### Fragmento seleccionado:
= = =
Por: Joaquín Sánchez Mariño

-Ladislao, ¿estás ahí?
-A tu lado, Camila.

La historia los ubica sentados delante de un paredón. Tienen los ojos vendados. Ella vestida de blanco, él con pantalón negro, chaleco y barba de varios días. Dos cuerpos jóvenes, un tercero en camino. Ladislao Gutiérrez tiene 23 años. Camila O’Gorman 22 y un embarazo de pocas semanas en su vientre.

Es una tarde de invierno de 1848 en la provincia de Buenos Aires. Cuando suenan los disparos de los fusiles se escucha un grito desgarrador que se cuela por las ventanas de algunos vecinos. Primero él, después ella. No será la última vez que dos personas mueran por amor, pero sí acaso la más recordada y trágica de nuestro país.

Todo comienza en 1843 cuando Camila O’Gorman, la quinta de seis hijos del matrimonio de Adolfo O’Gorman y Joaquina Ximénez Pinto, conoce a Ladislado Gutiérrez, un sacerdote proveniente de Tucumán. Ladislao -así le decían- es asignado a la parroquia a la que asisten los O’Gorman y pronto comienza a frecuentar a la familia. Él también era de clase alta: su tío era el gobernador de Tucumán (Celedonio Gutiérrez), y conocía los códigos de los adinerados. Además, había hecho el seminario junto a uno de los hermanos de Camila.

Sus voces fueron lo primero, sus voces sin verse, exactamente igual que en el minuto final de sus vidas.

Poco a poco Camila se fue enamorando secretamente. Se veían seguido en la que hoy es conocida como la Iglesia del Socorro, en Juncal y Suipacha, que por entonces era apenas una zona de quintas.
= = =
### Acción requerida 1:
En el fragmento sobre Camila O’Gorman, ¿cómo queda la parte que abre con las palabras "Todo comienza en" y cierra con "hermanos de Camila." si cambias "sacerdote" por "clérigo"?
### Acción requerida 2:
¿Cómo resumirías en dos oraciones el fragmento sobre Camila O’Gorman?
### Acción requerida 3:
Según el fragmento sobre Camila O’Gorman, ¿quién era el tío de Ladislao Gutiérrez?

### Entradas extraídas:
= = =
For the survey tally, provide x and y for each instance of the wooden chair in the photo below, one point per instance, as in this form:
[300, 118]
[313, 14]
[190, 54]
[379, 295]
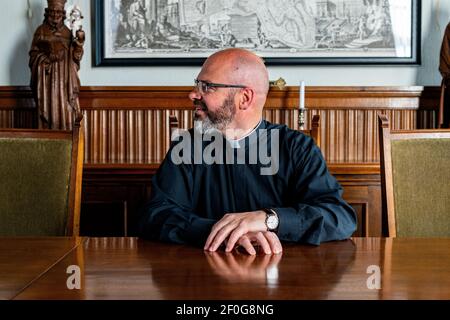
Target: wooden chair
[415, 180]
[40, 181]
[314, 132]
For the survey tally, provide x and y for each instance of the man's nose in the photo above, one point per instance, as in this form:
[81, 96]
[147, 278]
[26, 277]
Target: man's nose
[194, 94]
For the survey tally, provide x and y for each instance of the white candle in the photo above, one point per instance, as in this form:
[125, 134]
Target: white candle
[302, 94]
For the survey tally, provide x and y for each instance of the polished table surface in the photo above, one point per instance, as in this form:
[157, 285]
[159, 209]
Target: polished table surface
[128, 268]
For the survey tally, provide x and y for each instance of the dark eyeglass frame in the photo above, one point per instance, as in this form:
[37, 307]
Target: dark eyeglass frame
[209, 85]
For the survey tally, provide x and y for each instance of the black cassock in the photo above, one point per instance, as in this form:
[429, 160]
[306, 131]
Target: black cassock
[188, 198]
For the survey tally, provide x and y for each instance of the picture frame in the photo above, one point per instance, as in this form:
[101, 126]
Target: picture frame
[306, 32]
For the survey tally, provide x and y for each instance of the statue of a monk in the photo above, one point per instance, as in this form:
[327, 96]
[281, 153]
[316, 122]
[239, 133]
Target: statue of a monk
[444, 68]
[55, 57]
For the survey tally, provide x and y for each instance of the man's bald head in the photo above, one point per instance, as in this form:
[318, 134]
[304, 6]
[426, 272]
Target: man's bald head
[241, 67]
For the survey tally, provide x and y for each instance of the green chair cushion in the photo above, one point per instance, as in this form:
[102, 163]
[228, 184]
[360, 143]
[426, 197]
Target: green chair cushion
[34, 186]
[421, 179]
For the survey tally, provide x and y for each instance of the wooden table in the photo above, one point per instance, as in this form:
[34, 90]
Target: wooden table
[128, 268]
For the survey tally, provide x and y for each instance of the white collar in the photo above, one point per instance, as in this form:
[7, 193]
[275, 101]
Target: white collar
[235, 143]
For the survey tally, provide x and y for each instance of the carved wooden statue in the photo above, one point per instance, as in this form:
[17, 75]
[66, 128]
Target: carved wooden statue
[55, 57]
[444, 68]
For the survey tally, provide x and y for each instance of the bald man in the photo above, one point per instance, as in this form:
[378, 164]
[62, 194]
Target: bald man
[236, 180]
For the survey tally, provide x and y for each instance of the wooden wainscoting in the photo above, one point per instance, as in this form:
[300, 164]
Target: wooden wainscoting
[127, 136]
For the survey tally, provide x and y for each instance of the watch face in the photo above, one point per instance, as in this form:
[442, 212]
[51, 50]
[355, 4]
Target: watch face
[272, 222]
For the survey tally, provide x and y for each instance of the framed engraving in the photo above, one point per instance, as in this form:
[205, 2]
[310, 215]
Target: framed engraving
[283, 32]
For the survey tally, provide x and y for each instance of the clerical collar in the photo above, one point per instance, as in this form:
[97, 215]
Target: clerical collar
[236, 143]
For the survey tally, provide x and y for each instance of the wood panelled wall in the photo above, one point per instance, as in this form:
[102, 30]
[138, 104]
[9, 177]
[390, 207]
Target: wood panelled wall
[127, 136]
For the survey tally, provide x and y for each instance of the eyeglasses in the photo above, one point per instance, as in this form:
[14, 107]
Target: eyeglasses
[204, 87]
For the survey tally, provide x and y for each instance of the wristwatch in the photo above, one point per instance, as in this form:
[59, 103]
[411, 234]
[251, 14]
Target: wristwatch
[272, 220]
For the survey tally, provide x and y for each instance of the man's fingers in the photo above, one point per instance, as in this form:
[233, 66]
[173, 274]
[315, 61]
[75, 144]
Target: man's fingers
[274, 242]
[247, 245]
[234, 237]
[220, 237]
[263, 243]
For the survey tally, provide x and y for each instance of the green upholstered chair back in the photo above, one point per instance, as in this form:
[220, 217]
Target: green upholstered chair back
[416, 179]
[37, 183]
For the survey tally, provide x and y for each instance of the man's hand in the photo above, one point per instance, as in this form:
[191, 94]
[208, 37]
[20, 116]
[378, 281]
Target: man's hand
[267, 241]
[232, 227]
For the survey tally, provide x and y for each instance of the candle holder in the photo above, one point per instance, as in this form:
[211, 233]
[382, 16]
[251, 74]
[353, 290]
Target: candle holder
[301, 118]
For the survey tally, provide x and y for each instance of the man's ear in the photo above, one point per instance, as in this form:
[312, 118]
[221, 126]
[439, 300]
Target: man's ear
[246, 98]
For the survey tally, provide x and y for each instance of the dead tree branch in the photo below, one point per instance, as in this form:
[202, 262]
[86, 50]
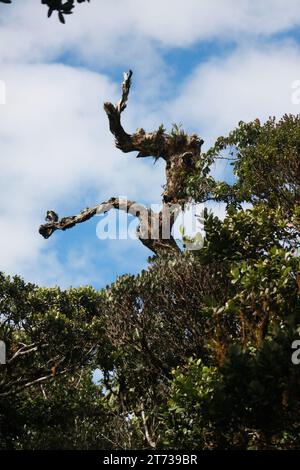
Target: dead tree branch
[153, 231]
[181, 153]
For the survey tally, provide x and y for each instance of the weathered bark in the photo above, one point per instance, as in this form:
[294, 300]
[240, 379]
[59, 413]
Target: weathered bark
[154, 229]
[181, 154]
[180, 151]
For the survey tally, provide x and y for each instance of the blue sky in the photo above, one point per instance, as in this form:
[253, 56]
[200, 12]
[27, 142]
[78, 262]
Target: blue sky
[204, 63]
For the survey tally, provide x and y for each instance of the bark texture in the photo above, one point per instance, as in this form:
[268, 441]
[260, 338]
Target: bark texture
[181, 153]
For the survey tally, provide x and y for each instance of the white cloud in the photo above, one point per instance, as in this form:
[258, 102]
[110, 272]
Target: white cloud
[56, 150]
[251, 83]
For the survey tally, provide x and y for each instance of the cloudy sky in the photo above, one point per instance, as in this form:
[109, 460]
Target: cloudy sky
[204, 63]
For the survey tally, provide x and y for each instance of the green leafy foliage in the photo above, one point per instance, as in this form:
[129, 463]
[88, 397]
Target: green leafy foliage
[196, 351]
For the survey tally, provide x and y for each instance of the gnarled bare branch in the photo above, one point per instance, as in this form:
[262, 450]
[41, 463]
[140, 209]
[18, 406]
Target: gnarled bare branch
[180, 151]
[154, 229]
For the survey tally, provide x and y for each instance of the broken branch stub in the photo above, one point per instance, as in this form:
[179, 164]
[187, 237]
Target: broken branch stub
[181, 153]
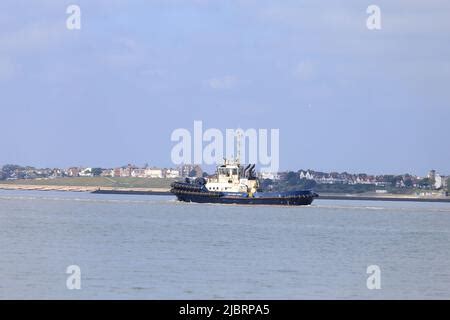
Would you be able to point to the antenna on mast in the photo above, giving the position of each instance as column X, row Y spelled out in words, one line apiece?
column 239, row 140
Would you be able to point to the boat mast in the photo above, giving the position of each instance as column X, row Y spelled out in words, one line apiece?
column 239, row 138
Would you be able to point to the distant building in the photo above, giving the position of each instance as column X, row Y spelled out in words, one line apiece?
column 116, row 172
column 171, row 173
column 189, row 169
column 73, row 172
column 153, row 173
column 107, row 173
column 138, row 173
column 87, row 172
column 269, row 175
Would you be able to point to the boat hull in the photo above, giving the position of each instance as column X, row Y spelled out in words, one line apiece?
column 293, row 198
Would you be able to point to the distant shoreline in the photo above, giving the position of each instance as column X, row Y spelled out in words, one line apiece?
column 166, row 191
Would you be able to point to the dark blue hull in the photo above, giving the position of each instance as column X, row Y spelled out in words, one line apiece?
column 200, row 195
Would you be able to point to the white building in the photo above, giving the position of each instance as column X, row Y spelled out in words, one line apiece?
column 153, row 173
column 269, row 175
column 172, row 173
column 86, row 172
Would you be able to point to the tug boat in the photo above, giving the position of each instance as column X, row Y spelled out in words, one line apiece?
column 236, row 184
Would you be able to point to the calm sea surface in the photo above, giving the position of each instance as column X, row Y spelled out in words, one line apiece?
= = =
### Espacio de respuesta 1:
Todo comienza en 1843 cuando Camila O’Gorman, la quinta de seis hijos del matrimonio de Adolfo O’Gorman y Joaquina Ximénez Pinto, conoce a Ladislado Gutiérrez, un clérigo proveniente de Tucumán. Ladislao -así le decían- es asignado a la parroquia a la que asisten los O’Gorman y pronto comienza a frecuentar a la familia. Él también era de clase alta: su tío era el gobernador de Tucumán (Celedonio Gutiérrez), y conocía los códigos de los adinerados. Además, había hecho el seminario junto a uno de los hermanos de Camila.

### Espacio de respuesta 2:
Camila O’Gorman, de 22 años y embarazada de pocas semanas, y Ladislao Gutiérrez, de 23, murieron bajo los disparos de los fusiles una tarde de invierno de 1848 en la provincia de Buenos Aires. Todo había comenzado en 1843, cuando Camila conoció a Ladislao, un sacerdote de Tucumán asignado a la parroquia de su familia, y poco a poco se fue enamorando de él en secreto.

### Espacio de respuesta 3:
Celedonio Gutiérrez, el gobernador de Tucumán.